_INSTRUCTIONS FOR THE TASK_
Every line of the entries below from the one containing "Target: red wine" to the one containing "instance, sample <point>301,130</point>.", both ends included, must be written out exactly. No other line belongs in the answer.

━━━ RECORDS TO PROCESS ━━━

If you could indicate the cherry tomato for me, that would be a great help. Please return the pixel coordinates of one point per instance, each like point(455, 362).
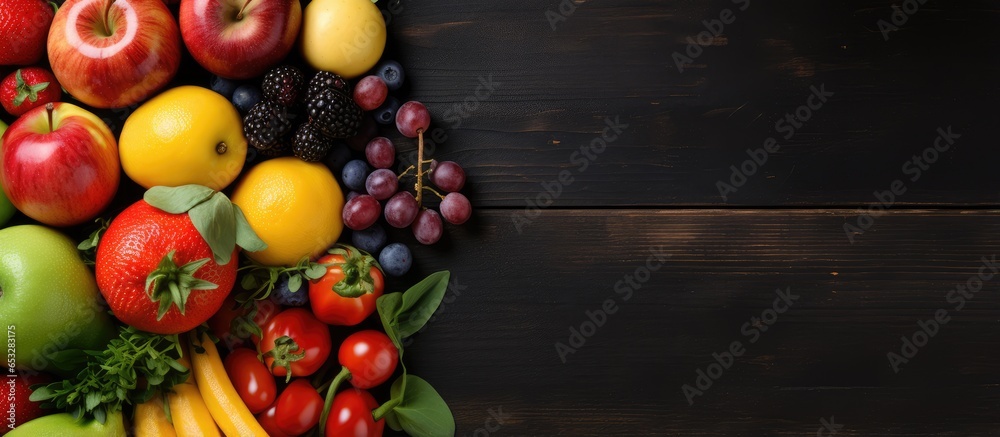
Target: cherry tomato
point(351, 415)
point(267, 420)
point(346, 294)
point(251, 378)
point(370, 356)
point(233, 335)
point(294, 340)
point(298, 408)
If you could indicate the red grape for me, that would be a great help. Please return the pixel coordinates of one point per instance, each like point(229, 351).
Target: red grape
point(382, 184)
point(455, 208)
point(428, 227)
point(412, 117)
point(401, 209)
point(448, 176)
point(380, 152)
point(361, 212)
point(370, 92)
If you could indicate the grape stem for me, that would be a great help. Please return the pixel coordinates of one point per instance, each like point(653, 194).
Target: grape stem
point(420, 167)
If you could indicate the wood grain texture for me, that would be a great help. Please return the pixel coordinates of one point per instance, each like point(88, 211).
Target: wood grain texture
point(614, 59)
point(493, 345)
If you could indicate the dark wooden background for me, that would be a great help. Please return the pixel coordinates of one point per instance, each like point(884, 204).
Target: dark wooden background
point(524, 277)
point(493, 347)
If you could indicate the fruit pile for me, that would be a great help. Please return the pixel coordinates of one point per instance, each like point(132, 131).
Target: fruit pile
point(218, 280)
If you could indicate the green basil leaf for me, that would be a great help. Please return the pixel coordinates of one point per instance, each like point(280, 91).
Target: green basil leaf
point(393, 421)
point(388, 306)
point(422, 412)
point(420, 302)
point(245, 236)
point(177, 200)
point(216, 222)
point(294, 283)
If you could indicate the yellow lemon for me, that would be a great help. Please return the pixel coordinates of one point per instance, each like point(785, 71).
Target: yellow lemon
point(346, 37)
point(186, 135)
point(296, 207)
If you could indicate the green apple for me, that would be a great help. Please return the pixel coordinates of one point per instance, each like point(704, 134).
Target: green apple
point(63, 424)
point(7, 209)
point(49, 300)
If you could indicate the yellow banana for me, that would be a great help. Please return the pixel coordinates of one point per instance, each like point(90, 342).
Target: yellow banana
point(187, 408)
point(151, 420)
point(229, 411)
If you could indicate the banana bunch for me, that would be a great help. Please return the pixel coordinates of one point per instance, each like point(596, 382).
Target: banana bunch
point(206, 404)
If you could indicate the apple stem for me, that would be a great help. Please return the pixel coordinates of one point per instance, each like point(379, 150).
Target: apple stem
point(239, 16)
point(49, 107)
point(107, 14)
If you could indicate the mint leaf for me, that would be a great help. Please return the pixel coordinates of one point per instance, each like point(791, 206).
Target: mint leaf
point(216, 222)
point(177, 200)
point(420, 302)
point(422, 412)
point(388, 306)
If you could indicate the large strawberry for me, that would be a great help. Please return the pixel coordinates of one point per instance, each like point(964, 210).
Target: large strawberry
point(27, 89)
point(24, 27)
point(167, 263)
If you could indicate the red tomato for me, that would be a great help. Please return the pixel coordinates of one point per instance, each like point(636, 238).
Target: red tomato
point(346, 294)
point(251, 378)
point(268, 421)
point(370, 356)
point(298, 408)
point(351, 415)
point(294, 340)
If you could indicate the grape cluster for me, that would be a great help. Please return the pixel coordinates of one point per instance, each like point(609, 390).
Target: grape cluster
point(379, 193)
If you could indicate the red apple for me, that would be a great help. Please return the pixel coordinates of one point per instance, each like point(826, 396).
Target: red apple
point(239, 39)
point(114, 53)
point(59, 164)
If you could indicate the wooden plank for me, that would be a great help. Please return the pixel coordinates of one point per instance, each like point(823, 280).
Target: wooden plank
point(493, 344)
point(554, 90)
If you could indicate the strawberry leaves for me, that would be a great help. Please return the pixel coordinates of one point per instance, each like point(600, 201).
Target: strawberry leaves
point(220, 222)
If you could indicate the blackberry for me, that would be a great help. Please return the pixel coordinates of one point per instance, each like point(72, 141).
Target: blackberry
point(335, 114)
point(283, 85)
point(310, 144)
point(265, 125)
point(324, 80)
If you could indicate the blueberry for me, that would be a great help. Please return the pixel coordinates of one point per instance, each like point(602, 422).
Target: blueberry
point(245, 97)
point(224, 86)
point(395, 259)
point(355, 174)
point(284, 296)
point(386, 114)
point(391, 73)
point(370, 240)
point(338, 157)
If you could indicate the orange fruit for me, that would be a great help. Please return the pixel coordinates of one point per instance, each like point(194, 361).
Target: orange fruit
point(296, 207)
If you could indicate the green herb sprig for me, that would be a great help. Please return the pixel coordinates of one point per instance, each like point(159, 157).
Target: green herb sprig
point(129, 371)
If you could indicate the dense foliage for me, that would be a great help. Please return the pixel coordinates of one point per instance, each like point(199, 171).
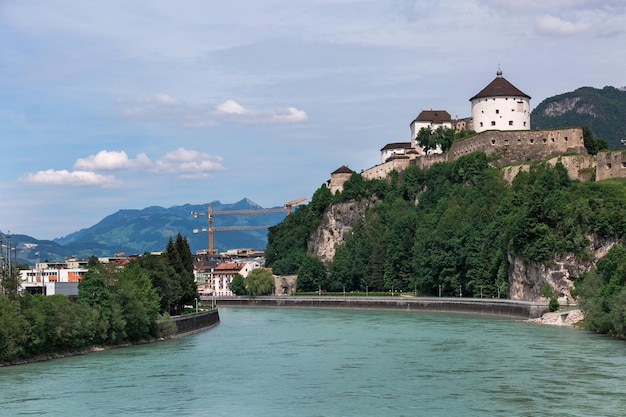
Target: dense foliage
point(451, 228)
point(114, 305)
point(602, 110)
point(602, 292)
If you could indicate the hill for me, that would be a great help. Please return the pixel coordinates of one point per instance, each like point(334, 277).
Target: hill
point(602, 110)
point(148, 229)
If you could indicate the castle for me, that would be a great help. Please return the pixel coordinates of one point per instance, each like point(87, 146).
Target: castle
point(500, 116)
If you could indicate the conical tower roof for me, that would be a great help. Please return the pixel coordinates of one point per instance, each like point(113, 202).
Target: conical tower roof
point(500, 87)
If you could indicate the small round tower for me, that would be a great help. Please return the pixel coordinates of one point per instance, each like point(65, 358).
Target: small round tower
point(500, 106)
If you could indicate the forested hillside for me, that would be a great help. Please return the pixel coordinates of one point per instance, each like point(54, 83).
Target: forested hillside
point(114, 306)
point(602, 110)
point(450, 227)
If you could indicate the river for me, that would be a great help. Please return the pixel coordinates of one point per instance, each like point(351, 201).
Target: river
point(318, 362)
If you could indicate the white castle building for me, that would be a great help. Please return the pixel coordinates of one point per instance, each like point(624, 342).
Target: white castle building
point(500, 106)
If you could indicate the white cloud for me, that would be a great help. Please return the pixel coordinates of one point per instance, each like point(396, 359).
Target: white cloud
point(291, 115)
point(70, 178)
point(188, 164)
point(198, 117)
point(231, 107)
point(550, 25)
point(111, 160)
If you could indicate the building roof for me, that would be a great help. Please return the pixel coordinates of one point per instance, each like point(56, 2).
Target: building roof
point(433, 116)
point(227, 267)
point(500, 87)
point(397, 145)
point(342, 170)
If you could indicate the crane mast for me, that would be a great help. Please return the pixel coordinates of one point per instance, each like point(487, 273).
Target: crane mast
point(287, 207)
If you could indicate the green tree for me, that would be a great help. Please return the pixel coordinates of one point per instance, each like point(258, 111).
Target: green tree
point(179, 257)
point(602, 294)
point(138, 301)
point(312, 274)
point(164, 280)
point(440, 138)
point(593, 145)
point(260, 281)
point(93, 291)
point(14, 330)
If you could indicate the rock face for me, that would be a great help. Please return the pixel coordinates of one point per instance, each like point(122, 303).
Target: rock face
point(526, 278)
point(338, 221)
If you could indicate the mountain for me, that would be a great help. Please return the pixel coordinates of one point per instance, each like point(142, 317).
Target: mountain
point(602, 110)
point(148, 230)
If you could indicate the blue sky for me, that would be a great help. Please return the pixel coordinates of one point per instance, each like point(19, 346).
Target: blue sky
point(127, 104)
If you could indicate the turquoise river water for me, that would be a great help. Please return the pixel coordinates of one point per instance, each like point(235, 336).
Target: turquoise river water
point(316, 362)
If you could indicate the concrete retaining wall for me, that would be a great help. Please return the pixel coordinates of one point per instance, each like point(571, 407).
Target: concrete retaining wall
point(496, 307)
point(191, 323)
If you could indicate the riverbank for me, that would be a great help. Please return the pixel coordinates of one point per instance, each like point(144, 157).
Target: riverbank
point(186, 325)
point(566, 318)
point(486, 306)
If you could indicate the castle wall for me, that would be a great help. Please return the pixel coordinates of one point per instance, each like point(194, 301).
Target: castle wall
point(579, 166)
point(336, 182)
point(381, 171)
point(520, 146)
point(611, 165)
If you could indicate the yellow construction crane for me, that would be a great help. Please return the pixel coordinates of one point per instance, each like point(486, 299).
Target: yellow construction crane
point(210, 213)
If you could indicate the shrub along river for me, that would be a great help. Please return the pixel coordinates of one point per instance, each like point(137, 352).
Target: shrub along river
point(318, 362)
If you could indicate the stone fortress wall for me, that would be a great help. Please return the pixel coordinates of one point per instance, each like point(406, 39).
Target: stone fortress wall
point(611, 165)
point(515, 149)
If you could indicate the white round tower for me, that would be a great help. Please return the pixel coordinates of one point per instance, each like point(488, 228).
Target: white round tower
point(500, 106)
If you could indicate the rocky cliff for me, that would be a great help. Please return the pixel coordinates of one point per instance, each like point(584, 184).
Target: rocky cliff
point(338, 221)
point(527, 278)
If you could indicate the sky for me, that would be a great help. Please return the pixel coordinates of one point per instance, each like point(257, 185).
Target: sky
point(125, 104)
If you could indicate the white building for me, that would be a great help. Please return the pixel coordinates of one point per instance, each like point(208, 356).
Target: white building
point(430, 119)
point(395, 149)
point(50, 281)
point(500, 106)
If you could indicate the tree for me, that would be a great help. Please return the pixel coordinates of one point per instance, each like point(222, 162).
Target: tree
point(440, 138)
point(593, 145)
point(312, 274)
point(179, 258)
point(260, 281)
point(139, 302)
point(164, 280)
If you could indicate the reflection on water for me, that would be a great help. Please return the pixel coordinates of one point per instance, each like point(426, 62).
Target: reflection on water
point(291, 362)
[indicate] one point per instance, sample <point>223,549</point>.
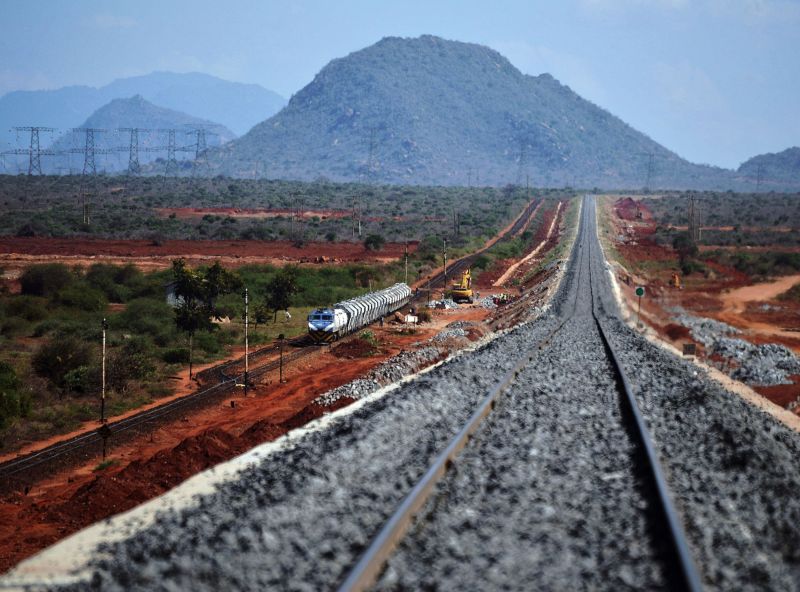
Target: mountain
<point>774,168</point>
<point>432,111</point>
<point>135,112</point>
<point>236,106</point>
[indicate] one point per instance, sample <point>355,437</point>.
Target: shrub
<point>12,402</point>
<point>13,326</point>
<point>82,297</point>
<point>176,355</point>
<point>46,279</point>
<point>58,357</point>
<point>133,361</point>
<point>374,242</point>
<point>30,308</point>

━━━
━━━ RECORDS TO PROCESS ━━━

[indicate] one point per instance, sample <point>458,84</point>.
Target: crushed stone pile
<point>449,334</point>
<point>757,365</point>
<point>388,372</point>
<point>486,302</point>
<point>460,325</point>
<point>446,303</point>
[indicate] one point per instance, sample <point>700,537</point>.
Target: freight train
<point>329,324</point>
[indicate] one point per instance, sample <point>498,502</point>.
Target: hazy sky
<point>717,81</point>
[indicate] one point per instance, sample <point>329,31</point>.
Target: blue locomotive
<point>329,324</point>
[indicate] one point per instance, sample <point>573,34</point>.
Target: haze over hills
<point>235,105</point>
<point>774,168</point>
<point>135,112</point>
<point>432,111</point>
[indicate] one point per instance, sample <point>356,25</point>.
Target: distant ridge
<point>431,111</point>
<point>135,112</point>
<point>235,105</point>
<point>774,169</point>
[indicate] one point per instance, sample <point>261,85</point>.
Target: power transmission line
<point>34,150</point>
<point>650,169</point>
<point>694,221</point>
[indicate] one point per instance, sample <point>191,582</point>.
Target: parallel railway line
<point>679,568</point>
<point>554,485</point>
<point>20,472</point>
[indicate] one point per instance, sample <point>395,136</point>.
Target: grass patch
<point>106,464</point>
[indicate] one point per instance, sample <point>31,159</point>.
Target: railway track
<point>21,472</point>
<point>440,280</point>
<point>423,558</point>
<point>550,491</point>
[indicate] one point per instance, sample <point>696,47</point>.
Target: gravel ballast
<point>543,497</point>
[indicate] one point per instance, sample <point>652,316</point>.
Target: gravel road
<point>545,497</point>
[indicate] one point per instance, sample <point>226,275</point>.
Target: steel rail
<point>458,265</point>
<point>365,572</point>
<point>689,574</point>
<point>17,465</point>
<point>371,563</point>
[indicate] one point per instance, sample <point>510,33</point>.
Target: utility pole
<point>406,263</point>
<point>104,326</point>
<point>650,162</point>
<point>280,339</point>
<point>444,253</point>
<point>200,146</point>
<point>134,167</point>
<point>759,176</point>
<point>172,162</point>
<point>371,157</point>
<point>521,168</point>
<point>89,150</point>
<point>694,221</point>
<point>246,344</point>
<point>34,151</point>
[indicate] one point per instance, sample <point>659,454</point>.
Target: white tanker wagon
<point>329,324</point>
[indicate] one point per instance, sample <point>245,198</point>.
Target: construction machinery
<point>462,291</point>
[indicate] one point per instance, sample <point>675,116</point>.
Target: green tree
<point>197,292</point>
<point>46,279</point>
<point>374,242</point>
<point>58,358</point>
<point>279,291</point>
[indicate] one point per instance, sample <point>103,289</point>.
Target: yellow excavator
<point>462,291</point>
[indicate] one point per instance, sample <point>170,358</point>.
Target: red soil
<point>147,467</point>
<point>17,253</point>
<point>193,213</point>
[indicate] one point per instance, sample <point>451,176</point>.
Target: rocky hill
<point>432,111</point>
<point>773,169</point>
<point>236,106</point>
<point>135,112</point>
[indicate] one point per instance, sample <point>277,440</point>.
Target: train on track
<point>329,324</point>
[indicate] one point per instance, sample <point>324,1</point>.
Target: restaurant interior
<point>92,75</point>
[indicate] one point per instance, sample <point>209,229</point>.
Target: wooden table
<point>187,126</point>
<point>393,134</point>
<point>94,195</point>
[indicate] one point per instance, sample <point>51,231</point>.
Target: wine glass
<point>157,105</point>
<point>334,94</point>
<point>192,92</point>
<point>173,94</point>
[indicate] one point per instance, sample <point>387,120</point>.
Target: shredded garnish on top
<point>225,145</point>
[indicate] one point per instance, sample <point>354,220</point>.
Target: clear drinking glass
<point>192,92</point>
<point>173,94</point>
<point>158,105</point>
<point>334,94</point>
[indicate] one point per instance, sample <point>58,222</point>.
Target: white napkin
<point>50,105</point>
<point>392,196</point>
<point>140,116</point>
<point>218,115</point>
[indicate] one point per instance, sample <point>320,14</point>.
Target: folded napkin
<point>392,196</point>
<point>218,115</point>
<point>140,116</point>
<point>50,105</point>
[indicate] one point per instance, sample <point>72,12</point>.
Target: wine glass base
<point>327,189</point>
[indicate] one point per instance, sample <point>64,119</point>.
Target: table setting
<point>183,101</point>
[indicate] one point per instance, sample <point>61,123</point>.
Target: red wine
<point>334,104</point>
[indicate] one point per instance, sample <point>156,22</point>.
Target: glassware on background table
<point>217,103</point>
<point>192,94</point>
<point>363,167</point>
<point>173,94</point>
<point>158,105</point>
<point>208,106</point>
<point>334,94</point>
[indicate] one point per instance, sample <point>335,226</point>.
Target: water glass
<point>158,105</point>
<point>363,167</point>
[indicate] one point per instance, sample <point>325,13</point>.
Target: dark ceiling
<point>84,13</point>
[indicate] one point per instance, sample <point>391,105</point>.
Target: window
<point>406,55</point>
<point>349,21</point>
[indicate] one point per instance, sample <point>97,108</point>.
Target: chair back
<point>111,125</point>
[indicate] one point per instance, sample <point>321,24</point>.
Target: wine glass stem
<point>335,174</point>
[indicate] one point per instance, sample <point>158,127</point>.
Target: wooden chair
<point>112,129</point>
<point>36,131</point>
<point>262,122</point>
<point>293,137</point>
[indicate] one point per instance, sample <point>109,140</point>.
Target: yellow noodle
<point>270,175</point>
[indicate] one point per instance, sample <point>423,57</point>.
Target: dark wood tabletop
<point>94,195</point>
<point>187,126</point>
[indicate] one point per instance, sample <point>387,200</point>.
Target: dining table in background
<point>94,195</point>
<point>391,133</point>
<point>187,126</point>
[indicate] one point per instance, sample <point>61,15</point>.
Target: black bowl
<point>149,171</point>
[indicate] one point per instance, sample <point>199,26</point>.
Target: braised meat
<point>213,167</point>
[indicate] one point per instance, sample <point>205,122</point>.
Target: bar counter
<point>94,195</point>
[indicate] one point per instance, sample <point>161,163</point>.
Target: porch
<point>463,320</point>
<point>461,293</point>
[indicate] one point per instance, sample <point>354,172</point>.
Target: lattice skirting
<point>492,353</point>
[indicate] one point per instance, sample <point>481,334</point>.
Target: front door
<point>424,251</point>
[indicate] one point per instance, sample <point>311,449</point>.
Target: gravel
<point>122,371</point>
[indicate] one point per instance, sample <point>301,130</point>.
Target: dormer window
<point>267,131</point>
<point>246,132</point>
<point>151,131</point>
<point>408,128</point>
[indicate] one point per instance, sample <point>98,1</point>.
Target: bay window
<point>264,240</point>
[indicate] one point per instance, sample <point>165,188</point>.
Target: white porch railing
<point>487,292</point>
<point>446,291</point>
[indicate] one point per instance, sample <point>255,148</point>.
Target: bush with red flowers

━━━
━━━ RECORDS TO PROCESS ━━━

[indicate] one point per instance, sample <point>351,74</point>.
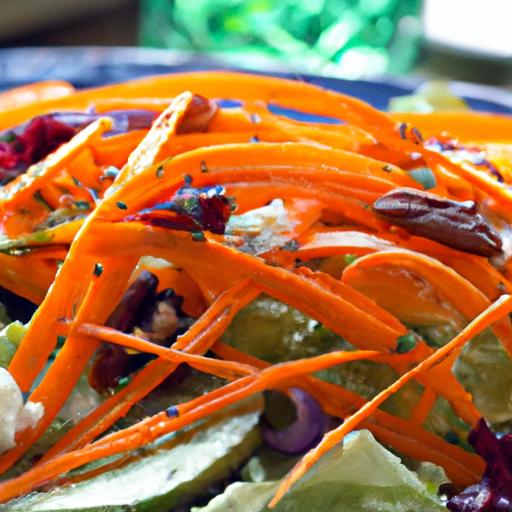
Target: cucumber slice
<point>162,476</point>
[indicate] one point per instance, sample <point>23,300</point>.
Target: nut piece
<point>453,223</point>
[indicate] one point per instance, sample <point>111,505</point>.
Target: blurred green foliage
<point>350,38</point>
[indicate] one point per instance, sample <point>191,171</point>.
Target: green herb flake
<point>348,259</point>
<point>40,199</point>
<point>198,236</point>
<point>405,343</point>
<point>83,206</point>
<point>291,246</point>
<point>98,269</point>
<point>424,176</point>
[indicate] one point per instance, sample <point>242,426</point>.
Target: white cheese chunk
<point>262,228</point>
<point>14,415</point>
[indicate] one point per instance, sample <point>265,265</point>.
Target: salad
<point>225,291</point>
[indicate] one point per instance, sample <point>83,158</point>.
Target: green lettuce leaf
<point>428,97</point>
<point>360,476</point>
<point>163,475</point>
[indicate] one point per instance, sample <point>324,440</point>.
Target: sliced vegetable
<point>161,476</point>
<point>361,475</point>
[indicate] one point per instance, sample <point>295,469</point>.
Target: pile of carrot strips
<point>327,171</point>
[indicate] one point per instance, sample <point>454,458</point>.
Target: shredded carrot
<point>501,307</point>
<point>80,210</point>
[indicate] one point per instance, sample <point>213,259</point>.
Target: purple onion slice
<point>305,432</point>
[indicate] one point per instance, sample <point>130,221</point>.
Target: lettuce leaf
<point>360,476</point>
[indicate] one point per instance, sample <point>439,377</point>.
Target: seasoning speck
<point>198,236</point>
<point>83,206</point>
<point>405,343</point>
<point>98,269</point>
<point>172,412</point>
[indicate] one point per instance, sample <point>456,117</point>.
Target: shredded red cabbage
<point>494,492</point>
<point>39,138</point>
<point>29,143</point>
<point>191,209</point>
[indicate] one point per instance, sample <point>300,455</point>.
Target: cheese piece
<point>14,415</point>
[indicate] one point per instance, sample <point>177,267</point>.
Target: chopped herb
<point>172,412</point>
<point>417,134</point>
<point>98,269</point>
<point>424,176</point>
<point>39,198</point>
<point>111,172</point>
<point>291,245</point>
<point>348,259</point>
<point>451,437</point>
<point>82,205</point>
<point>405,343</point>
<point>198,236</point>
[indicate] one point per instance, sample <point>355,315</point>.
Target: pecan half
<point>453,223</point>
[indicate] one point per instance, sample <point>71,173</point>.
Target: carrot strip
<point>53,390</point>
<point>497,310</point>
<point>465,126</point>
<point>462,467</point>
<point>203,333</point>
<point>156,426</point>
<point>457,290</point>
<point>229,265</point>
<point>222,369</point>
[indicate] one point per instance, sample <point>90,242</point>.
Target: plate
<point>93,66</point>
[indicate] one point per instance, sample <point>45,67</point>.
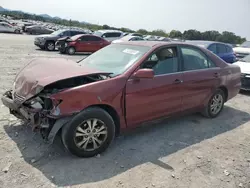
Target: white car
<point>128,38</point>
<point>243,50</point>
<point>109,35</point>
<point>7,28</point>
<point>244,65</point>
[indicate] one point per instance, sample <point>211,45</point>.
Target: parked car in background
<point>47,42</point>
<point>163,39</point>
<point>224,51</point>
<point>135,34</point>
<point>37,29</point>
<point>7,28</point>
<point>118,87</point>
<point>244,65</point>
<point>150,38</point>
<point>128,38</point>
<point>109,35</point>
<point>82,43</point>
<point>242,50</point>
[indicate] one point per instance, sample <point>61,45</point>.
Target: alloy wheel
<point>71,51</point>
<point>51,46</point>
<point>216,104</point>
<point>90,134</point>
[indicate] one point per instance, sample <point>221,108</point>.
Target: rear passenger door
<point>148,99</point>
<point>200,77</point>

━━━

_WORKED SOLUTION_
Target: red wine
<point>334,104</point>
[indicate] one point per instance, sample <point>156,22</point>.
Target: glassware on background table
<point>217,103</point>
<point>192,94</point>
<point>363,167</point>
<point>173,94</point>
<point>158,105</point>
<point>208,106</point>
<point>334,94</point>
[indicate] one point per instance, sample <point>335,226</point>.
Target: water glass
<point>158,105</point>
<point>363,167</point>
[indicate] one point per instance, sample <point>325,13</point>.
Target: dark ceiling
<point>84,13</point>
[indicate] one point per instance, sample <point>391,105</point>.
Target: window
<point>406,55</point>
<point>349,21</point>
[indicate] one point per instance, sample <point>97,108</point>.
Target: chair back
<point>111,125</point>
[indicate] one point per instance, sample <point>321,24</point>.
Target: wine glass stem
<point>335,174</point>
[indicate] one point per instance, sample <point>158,127</point>.
Target: wooden chair
<point>112,129</point>
<point>36,131</point>
<point>262,122</point>
<point>293,137</point>
[indicate] one point per instance, sample <point>109,140</point>.
Target: yellow noodle
<point>270,175</point>
[indicate] one point per instance, sample <point>423,57</point>.
Target: dark wood tabletop
<point>94,195</point>
<point>187,126</point>
[indicate] one point per instance, sample <point>387,200</point>.
Target: dining table in background
<point>94,195</point>
<point>391,133</point>
<point>187,126</point>
[indicate] one point per instance, sample <point>61,15</point>.
Target: black bowl
<point>149,171</point>
[indicate] one point per instance, sample <point>199,26</point>.
Target: braised meat
<point>213,167</point>
[indicate] one point per instance, sample <point>205,122</point>.
Target: bar counter
<point>94,195</point>
[indicate] one point per instance, sample <point>161,163</point>.
Target: porch
<point>463,320</point>
<point>461,293</point>
[indicate] one point per instance, sample <point>354,172</point>.
Target: lattice skirting
<point>492,353</point>
[indicate] one point per instance, sample <point>481,334</point>.
Target: front door
<point>424,251</point>
[indicate] one point per instance, sample <point>311,449</point>.
Target: gravel
<point>122,371</point>
[indicate] one point per instance, sample <point>301,130</point>.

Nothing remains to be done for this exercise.